**Work to be completed:**
Output the lines starting at the one containing "the red channel" and ending at the one containing "left=388, top=0, right=1024, bottom=133", both included, reproducing each without any change.

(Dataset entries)
+ + + + + + +
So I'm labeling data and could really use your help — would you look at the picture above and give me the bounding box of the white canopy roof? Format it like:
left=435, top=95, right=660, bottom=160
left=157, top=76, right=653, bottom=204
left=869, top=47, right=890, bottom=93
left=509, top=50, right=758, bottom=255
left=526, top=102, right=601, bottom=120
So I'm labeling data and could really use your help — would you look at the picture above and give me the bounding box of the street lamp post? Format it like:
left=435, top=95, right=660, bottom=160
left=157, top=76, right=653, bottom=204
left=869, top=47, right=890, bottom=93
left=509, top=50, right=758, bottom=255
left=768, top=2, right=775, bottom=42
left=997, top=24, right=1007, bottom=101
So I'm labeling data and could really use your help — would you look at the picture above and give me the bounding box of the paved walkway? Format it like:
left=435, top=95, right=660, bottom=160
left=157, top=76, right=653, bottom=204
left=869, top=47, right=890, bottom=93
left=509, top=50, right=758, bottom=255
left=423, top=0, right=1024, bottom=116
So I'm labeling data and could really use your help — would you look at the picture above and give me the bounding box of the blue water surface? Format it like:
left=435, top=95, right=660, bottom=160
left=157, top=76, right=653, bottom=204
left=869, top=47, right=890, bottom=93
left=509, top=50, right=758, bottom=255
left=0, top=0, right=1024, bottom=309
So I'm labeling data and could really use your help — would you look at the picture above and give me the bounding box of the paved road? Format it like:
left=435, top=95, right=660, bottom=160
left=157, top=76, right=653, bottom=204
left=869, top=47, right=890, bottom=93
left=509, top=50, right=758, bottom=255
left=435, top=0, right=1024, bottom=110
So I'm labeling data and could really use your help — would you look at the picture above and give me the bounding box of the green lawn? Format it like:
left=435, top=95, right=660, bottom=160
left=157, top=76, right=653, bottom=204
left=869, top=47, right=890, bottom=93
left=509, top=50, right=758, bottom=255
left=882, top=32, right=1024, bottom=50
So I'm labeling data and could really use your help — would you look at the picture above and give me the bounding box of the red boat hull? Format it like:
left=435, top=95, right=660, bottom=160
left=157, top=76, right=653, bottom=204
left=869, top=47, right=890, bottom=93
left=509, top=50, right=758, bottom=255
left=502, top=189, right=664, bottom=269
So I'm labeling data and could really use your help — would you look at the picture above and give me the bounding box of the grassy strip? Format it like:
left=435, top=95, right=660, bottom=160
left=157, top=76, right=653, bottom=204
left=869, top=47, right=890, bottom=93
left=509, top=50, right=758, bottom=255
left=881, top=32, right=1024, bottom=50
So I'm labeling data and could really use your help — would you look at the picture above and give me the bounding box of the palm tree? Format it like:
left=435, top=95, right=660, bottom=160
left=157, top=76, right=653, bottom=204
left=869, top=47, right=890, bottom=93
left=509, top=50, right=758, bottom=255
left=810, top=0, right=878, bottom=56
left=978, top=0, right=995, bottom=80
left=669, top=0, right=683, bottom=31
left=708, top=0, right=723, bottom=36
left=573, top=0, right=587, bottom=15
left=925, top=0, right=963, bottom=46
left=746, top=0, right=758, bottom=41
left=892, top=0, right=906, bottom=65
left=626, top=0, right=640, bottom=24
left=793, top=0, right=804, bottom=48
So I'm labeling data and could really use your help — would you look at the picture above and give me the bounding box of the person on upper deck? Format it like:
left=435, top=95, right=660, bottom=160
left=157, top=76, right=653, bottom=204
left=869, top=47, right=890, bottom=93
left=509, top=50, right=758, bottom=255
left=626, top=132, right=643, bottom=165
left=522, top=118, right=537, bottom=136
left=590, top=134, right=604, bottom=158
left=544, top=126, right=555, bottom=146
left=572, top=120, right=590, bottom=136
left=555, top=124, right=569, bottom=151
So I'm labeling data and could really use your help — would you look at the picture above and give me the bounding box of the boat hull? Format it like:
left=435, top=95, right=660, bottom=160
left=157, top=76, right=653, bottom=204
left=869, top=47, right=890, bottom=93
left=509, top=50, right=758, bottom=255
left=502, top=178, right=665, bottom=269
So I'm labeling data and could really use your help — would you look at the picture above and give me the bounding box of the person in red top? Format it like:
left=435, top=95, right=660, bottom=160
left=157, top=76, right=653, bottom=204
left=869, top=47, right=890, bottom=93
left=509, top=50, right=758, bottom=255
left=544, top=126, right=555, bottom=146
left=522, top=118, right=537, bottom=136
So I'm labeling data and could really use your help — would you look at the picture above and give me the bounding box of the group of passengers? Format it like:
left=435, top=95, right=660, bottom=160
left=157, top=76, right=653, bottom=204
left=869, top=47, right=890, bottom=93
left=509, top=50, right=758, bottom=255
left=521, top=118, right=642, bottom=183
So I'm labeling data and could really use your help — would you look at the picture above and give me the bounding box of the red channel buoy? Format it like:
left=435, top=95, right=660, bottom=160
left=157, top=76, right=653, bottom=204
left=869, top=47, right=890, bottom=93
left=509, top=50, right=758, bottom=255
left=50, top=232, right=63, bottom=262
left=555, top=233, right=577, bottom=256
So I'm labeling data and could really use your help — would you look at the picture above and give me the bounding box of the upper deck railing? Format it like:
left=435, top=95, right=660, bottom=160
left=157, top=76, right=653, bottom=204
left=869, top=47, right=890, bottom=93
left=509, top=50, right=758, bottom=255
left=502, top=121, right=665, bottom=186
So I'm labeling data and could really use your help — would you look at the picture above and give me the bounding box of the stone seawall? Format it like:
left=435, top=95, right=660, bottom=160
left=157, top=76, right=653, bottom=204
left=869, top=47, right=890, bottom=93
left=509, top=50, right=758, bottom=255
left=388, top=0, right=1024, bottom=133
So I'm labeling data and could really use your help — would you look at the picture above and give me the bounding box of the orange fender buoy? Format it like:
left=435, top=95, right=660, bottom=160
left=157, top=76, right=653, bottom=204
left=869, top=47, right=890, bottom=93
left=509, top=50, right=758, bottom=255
+ + + + + + +
**Answer to the task:**
So I'm labeling data and could really use your help — would you look at the picture above and give me the bounding box of the red channel buoy? Format it like:
left=435, top=95, right=660, bottom=160
left=157, top=76, right=653, bottom=204
left=869, top=47, right=890, bottom=93
left=509, top=50, right=758, bottom=255
left=50, top=232, right=63, bottom=262
left=555, top=233, right=577, bottom=256
So I'm labeling data and could really use your help — would you look at the picture above and give me the bounding box of the upper deck railing? Format it like:
left=435, top=95, right=660, bottom=160
left=157, top=76, right=653, bottom=204
left=869, top=47, right=890, bottom=93
left=509, top=50, right=758, bottom=255
left=502, top=121, right=665, bottom=186
So I'm labeling data and could really use your help — would you look at the picture above and give me the bounding box of the stone seawall? Format it like:
left=435, top=95, right=660, bottom=160
left=157, top=76, right=653, bottom=204
left=869, top=47, right=890, bottom=93
left=509, top=50, right=758, bottom=255
left=388, top=0, right=1024, bottom=133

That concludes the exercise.